PROVIDED TEXT:

Start of Block

LOL.  Great story!  And yes, if a place has a consistent policy and uniformly enforces it, on the white/black/brown man/woman/undecided with the laptop/tablet/book/newspaper it's unlikely there will be any problems asking someone to leave who is violating the policy.  I'm curious though.  As a bartender did you never get someone who actually just wanted to order his/her drink once his/her friend arrived?  I'm not a bar goer and never have been.  But there have been plenty of times I waited at a restaurant for my friend to arrive before ordering.

----------


## Suzanimal

> LOL.  Great story!  And yes, if a place has a consistent policy and uniformly enforces it, on the white/black/brown man/woman/undecided with the laptop/tablet/book/newspaper it's unlikely there will be any problems asking someone to leave who is violating the policy.  I'm curious though.  *As a bartender did you never get someone who actually just wanted to order his/her drink once his/her friend arrived?  I'm not a bar goer and never have been.  But there have been plenty of times I waited at a restaurant for my friend to arrive before ordering.*


Absolutely. If someone said they wanted to wait for their guest, I would bring them a water and tell them it was to keep other bartenders from bugging them. Someone sitting at a bar with nothing in front them makes it look like no one has helped them and, if you have decent staff, people start stopping and asking them if they need anything. And, btw, I worked in downtown Atlanta. I had every kind walk through those doors. Hell, I even had Grady patients wander in still wearing their hospital gowns.o_O

I watched an interview with the guys and a couple of things bugged me...

End of Block

ENTRIES SUPPLIED:
Start of Block

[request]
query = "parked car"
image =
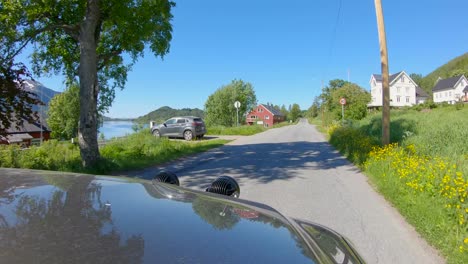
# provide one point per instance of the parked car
(188, 127)
(58, 217)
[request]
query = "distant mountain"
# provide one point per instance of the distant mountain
(43, 93)
(456, 65)
(165, 112)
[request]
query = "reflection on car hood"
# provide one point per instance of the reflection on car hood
(51, 217)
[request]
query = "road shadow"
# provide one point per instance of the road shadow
(264, 163)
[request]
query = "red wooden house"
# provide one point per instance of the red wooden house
(265, 115)
(26, 135)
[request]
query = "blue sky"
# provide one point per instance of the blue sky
(286, 48)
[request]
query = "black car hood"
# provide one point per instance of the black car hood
(50, 217)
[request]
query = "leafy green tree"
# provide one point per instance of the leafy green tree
(328, 102)
(295, 112)
(313, 110)
(85, 40)
(284, 110)
(356, 101)
(64, 113)
(219, 108)
(459, 72)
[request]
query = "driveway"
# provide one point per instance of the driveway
(294, 170)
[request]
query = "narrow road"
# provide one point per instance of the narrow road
(294, 170)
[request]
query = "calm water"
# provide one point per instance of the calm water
(112, 129)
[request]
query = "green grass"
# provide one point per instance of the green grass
(430, 156)
(135, 151)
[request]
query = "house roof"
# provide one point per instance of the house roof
(446, 83)
(420, 92)
(27, 127)
(16, 138)
(378, 77)
(272, 110)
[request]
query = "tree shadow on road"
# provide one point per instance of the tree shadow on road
(263, 163)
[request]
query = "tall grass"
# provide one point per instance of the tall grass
(424, 173)
(135, 151)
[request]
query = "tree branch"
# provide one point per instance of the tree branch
(105, 58)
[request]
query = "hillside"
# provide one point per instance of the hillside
(165, 112)
(457, 65)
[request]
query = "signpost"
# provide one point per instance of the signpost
(342, 102)
(237, 105)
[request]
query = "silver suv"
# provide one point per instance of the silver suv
(187, 127)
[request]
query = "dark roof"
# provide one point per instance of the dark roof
(446, 83)
(378, 77)
(273, 110)
(27, 127)
(420, 92)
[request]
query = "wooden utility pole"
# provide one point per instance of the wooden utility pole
(385, 80)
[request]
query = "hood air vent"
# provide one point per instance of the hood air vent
(166, 177)
(225, 185)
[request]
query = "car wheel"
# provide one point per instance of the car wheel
(156, 133)
(188, 135)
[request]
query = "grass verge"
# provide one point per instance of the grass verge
(135, 151)
(423, 173)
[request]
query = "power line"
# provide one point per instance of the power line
(335, 29)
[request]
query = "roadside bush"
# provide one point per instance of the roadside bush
(431, 192)
(351, 142)
(135, 151)
(423, 173)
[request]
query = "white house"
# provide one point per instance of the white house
(403, 90)
(451, 90)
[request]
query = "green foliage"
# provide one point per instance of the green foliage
(295, 113)
(86, 39)
(138, 150)
(64, 113)
(417, 78)
(219, 108)
(423, 173)
(455, 67)
(356, 101)
(162, 114)
(328, 102)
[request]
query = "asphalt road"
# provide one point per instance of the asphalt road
(294, 170)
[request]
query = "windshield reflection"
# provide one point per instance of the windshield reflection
(65, 226)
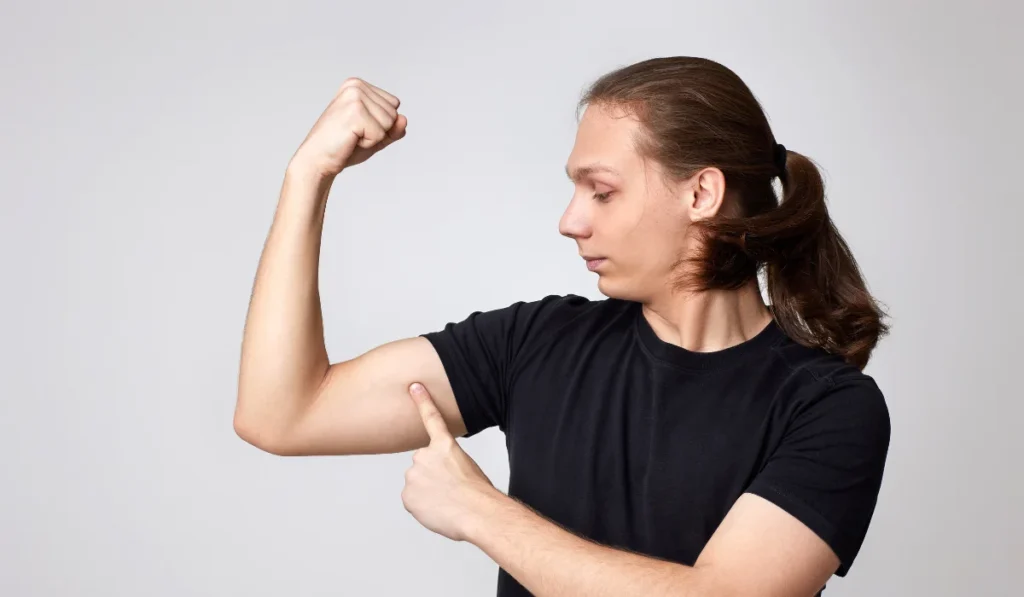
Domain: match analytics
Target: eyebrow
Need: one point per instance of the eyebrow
(582, 171)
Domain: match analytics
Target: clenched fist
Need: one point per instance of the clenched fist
(359, 121)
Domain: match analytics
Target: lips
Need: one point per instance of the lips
(594, 262)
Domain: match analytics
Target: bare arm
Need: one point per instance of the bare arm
(291, 400)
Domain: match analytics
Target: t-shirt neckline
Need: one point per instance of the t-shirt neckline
(684, 357)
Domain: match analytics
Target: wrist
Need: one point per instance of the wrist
(485, 508)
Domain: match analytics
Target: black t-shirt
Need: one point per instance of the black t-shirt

End of Block

TASK TO CARRY OUT: According to the forum thread, what did the bartender bring a customer who wanted to wait for a guest before ordering? The material has nothing to do with the forum thread.

RESPONSE TO THIS TASK: A water.